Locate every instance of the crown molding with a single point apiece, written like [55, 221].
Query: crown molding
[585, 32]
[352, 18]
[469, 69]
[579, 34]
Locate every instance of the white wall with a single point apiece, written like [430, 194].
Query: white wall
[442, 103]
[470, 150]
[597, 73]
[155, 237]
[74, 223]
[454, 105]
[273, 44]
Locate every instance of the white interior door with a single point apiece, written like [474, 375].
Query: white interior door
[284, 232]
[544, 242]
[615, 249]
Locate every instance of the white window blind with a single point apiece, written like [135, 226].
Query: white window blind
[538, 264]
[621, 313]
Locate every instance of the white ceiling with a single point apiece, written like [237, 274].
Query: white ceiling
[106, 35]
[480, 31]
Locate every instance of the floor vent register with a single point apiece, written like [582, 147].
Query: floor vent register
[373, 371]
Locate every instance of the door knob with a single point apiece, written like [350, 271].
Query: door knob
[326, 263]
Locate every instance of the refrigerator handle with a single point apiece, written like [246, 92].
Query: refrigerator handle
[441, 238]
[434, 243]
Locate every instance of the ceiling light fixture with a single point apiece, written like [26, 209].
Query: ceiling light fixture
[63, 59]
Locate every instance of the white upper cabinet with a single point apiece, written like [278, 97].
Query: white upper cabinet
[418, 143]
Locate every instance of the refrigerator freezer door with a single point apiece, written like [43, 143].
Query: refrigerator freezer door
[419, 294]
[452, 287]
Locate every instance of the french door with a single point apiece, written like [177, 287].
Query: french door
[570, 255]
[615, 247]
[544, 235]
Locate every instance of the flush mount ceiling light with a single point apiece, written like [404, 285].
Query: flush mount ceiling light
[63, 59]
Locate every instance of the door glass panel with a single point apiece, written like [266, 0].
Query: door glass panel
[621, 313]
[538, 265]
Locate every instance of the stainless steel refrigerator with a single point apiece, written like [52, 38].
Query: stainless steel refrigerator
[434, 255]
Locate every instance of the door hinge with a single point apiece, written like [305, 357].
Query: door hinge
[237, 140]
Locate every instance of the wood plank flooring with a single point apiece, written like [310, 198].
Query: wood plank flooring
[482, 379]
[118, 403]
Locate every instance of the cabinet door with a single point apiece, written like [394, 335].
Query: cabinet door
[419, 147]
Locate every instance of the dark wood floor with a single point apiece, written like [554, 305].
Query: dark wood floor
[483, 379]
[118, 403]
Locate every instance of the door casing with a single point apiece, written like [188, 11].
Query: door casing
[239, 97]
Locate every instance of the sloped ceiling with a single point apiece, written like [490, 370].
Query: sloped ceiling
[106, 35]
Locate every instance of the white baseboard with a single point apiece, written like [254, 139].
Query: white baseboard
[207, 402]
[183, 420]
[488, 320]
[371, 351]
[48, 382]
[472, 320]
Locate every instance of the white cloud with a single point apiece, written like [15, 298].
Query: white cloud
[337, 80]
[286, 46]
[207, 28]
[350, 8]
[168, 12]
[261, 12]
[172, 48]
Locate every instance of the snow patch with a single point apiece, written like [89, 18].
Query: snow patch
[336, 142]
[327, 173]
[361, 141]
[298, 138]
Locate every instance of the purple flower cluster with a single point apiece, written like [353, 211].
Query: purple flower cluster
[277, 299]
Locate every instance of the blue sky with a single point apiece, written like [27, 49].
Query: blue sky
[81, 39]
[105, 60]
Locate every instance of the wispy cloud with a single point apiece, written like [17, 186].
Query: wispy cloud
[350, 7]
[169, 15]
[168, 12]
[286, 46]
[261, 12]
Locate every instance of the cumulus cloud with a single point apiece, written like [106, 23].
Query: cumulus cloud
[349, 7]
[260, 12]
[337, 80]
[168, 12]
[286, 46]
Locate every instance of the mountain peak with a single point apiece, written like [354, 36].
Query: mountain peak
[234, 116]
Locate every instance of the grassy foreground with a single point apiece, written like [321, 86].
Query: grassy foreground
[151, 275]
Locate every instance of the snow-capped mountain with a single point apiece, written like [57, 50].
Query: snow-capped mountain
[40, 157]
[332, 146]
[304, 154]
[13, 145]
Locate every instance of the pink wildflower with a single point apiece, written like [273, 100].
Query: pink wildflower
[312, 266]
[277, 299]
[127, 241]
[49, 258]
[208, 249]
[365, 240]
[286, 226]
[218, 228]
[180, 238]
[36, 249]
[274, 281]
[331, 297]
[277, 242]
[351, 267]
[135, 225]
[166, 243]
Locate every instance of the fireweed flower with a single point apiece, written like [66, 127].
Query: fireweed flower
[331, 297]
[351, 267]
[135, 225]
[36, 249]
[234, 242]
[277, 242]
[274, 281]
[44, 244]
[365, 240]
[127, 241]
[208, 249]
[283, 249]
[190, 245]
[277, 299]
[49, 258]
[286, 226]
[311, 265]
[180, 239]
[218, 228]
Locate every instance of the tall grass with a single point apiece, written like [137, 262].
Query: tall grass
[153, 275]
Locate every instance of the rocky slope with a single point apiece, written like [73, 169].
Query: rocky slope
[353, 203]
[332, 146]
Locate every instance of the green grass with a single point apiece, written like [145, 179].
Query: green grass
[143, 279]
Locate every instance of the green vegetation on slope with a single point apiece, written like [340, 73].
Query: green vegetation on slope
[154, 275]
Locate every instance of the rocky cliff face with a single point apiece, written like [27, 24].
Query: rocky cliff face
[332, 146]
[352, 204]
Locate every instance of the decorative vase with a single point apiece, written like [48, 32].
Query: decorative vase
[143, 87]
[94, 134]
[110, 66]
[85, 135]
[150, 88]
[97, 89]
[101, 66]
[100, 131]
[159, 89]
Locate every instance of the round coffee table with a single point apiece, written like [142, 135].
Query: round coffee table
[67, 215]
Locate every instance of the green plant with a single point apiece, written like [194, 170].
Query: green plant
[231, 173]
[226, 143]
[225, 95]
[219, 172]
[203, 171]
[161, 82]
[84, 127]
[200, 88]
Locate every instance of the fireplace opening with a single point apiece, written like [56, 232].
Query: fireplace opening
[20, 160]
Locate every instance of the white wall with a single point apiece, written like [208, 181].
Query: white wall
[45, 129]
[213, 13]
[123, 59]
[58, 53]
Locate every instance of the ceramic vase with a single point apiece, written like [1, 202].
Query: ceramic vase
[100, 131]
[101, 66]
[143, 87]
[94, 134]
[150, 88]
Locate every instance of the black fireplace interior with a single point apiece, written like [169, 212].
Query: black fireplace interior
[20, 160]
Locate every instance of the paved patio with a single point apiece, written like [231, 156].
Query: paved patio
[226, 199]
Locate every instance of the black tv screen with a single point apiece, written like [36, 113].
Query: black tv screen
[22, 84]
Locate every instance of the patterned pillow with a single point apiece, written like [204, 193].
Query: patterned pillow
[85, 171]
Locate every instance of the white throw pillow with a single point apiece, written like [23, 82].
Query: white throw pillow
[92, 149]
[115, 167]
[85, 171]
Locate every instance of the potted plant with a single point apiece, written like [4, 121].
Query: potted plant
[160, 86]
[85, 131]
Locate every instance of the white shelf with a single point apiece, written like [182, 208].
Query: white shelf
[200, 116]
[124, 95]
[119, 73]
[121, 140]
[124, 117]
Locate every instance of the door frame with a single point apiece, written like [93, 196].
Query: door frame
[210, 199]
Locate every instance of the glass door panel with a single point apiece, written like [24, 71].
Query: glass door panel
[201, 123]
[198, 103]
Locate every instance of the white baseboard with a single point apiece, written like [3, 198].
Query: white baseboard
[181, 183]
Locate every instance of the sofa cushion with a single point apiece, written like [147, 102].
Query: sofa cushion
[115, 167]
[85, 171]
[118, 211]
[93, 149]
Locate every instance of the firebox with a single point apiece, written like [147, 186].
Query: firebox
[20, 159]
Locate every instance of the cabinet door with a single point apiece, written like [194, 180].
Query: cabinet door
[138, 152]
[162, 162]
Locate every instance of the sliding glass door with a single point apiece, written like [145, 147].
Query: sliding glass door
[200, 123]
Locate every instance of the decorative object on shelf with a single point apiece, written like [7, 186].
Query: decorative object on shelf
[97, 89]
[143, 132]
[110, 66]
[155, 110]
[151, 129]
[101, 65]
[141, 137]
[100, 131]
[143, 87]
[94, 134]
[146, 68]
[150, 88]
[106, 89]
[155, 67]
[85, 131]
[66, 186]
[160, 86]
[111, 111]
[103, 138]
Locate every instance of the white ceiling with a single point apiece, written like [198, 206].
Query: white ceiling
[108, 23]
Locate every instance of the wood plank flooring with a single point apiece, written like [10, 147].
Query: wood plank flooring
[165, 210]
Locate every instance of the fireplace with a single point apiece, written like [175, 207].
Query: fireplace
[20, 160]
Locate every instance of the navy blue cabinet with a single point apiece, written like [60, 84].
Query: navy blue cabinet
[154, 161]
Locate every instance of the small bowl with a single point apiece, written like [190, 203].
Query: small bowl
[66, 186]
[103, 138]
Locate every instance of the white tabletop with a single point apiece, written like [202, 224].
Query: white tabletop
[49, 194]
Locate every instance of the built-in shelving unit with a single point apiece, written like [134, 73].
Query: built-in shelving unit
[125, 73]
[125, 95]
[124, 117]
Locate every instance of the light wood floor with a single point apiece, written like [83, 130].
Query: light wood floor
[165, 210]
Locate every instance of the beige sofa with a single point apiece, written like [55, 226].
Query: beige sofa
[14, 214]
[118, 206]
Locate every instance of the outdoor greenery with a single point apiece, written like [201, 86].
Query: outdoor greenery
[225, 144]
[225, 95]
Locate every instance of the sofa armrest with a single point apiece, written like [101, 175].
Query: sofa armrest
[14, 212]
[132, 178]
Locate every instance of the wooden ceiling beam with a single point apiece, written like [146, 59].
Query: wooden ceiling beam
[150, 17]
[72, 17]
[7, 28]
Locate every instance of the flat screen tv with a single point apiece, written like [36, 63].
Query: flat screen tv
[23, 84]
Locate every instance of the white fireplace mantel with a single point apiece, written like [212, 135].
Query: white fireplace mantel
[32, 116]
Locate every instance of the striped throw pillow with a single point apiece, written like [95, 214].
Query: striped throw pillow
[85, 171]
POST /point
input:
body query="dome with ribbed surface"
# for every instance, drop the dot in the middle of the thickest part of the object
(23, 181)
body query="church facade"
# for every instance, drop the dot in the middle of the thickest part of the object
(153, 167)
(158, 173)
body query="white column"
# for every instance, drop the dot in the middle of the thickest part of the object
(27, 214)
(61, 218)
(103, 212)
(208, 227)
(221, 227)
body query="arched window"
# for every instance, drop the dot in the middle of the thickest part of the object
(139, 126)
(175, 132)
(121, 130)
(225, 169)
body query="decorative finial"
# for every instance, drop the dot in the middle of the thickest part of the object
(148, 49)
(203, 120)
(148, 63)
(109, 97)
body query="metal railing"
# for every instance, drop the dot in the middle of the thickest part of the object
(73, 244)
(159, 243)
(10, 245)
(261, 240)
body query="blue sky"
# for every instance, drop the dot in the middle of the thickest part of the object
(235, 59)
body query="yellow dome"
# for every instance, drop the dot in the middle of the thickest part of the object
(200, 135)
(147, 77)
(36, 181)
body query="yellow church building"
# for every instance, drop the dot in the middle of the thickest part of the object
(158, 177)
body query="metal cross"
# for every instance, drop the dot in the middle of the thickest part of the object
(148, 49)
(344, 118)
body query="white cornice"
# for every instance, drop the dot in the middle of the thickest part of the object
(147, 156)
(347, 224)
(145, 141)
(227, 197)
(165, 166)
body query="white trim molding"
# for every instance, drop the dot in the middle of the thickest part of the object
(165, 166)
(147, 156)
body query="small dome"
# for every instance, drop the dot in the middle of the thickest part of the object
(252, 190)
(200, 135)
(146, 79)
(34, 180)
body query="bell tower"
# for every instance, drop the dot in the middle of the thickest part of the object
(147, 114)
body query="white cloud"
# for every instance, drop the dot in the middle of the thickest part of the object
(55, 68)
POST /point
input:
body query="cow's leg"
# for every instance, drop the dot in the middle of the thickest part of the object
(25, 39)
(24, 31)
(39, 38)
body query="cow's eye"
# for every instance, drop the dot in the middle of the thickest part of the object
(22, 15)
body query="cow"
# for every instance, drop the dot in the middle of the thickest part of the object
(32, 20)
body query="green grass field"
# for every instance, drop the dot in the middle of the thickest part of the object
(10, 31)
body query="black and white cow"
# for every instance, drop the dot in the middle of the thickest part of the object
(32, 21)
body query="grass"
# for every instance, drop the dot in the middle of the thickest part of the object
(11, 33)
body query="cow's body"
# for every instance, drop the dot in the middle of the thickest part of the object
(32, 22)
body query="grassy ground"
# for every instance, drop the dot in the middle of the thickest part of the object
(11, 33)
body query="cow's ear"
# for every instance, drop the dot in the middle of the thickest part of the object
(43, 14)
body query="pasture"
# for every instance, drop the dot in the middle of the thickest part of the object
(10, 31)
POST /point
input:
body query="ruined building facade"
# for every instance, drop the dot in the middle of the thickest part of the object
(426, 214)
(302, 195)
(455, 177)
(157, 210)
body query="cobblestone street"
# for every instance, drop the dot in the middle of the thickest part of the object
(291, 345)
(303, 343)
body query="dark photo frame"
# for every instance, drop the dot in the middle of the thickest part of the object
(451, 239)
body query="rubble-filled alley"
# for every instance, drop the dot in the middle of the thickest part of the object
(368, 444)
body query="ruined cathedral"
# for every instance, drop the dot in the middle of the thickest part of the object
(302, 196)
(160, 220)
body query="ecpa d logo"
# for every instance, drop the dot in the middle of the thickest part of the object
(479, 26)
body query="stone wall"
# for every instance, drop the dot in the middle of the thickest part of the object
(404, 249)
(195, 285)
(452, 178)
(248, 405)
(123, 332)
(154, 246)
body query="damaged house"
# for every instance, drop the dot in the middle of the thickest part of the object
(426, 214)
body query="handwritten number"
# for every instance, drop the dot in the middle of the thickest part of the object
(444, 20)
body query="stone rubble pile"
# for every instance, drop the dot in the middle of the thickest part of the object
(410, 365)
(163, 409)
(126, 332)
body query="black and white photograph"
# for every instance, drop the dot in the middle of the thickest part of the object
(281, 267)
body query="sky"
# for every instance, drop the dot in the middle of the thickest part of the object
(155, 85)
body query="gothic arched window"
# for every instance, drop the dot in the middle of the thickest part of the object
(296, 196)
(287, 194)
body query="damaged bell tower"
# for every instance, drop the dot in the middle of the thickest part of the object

-------

## REQUIRED WORK
Wherever "yellow" occurs in the records above, copy the line it sits in.

## PROBLEM SOLUTION
body query="yellow dome"
body query="yellow church building"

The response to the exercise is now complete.